_Exercise description:_
Filter the material below down to the lines containing the word "detection".

_Input material:_
Start of Block

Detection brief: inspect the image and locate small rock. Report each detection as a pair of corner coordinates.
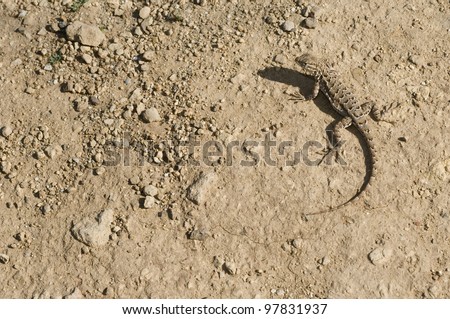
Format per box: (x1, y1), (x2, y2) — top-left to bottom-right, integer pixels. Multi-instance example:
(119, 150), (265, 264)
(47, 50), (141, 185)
(81, 53), (92, 64)
(41, 204), (51, 214)
(223, 261), (237, 275)
(10, 58), (22, 67)
(143, 196), (155, 209)
(1, 126), (13, 138)
(73, 99), (88, 112)
(319, 256), (331, 266)
(141, 107), (161, 123)
(187, 172), (217, 205)
(64, 287), (84, 299)
(0, 253), (9, 264)
(44, 145), (63, 159)
(139, 6), (151, 19)
(368, 247), (393, 265)
(95, 166), (106, 175)
(71, 209), (114, 247)
(142, 50), (155, 61)
(25, 86), (36, 94)
(0, 161), (12, 174)
(292, 238), (302, 249)
(129, 176), (140, 185)
(140, 17), (154, 33)
(193, 0), (207, 5)
(43, 64), (53, 71)
(66, 21), (106, 47)
(408, 54), (425, 67)
(89, 96), (99, 105)
(303, 17), (317, 29)
(188, 228), (208, 241)
(142, 185), (158, 196)
(274, 54), (287, 64)
(281, 20), (295, 32)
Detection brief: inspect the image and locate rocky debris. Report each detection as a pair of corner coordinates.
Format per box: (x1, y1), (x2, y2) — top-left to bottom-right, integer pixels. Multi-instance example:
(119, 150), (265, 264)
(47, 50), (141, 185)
(223, 261), (237, 275)
(186, 172), (217, 205)
(291, 239), (302, 249)
(368, 247), (393, 265)
(0, 253), (9, 264)
(142, 185), (158, 197)
(66, 21), (106, 47)
(274, 54), (288, 64)
(281, 20), (295, 32)
(139, 6), (151, 19)
(44, 145), (63, 159)
(0, 161), (12, 174)
(143, 196), (155, 209)
(95, 166), (106, 175)
(187, 228), (208, 241)
(81, 53), (92, 64)
(302, 17), (317, 29)
(64, 287), (84, 299)
(71, 209), (114, 247)
(141, 107), (161, 123)
(1, 125), (13, 138)
(142, 50), (155, 61)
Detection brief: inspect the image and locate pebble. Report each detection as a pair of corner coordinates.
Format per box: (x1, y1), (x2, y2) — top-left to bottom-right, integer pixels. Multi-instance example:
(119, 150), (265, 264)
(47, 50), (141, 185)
(143, 196), (155, 209)
(223, 261), (237, 275)
(408, 54), (425, 67)
(292, 238), (302, 249)
(44, 64), (53, 71)
(89, 96), (99, 105)
(281, 20), (295, 32)
(44, 145), (63, 159)
(66, 21), (106, 47)
(0, 253), (9, 264)
(139, 6), (151, 19)
(303, 17), (317, 29)
(142, 50), (155, 61)
(0, 161), (12, 174)
(140, 17), (154, 33)
(142, 185), (158, 196)
(81, 53), (92, 64)
(274, 54), (287, 64)
(187, 172), (217, 205)
(71, 209), (114, 247)
(1, 126), (13, 138)
(95, 166), (106, 175)
(368, 247), (393, 265)
(141, 107), (161, 123)
(64, 287), (84, 299)
(73, 99), (88, 112)
(25, 87), (35, 94)
(129, 176), (140, 185)
(188, 228), (208, 241)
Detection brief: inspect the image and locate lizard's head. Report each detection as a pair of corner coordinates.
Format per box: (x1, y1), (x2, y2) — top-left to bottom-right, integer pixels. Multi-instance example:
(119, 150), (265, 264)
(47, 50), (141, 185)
(295, 54), (322, 77)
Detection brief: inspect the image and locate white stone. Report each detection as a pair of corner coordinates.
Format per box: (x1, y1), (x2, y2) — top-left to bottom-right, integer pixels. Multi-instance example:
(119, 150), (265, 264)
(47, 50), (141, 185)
(141, 107), (161, 123)
(71, 209), (114, 247)
(66, 21), (106, 47)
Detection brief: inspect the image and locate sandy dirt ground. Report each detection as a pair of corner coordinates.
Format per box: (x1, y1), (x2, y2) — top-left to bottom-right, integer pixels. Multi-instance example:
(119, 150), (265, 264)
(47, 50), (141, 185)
(0, 0), (449, 298)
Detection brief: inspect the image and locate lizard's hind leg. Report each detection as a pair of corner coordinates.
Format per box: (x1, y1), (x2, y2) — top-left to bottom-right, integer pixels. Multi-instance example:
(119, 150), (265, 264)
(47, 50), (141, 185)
(320, 116), (352, 165)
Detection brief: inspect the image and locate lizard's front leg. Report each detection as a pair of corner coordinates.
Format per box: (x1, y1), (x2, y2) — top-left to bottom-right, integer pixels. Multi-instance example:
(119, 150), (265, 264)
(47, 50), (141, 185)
(291, 79), (320, 102)
(362, 101), (395, 124)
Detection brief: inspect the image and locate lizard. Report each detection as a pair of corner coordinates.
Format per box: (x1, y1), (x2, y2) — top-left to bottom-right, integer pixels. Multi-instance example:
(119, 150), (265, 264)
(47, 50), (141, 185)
(293, 54), (385, 216)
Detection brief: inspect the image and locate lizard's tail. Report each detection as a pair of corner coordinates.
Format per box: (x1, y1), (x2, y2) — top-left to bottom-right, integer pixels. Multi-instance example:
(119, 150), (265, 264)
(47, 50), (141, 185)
(304, 130), (377, 217)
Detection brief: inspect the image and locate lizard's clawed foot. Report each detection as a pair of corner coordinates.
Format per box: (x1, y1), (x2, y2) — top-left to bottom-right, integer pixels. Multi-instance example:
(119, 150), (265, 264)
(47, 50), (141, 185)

End of Block

_Task solution:_
Detection brief: inspect the image and locate small rock. Report each detection as a pair of corner coordinates.
Detection brief: inspect the image and locate rocky debris. Report each detection as a pair of corner coordinates.
Detection brief: inspect the image and locate pebble. Report each detection as a pair of corner coordinates.
Detection brief: inspect the image and locate lizard's head. Report each detection as a pair of corner coordinates.
Detection brief: inspect the image and locate white stone. Report each detection as a pair of corner coordinates.
Detection brief: inspect the image and locate sandy dirt ground. Report each detection as a pair of corner coordinates.
Detection brief: inspect the image and locate lizard's hind leg. Report each detection as a pair of corner coordinates.
Detection brief: inspect the image and locate lizard's front leg. Report each detection as a pair of corner coordinates.
Detection brief: inspect the image and locate lizard. Report each detection as a pair of corner coordinates.
Detection brief: inspect the image and locate lizard's tail. Report each detection as a pair of corner coordinates.
Detection brief: inspect the image and locate lizard's clawed foot. Report each detection as a pair of corner coordinates.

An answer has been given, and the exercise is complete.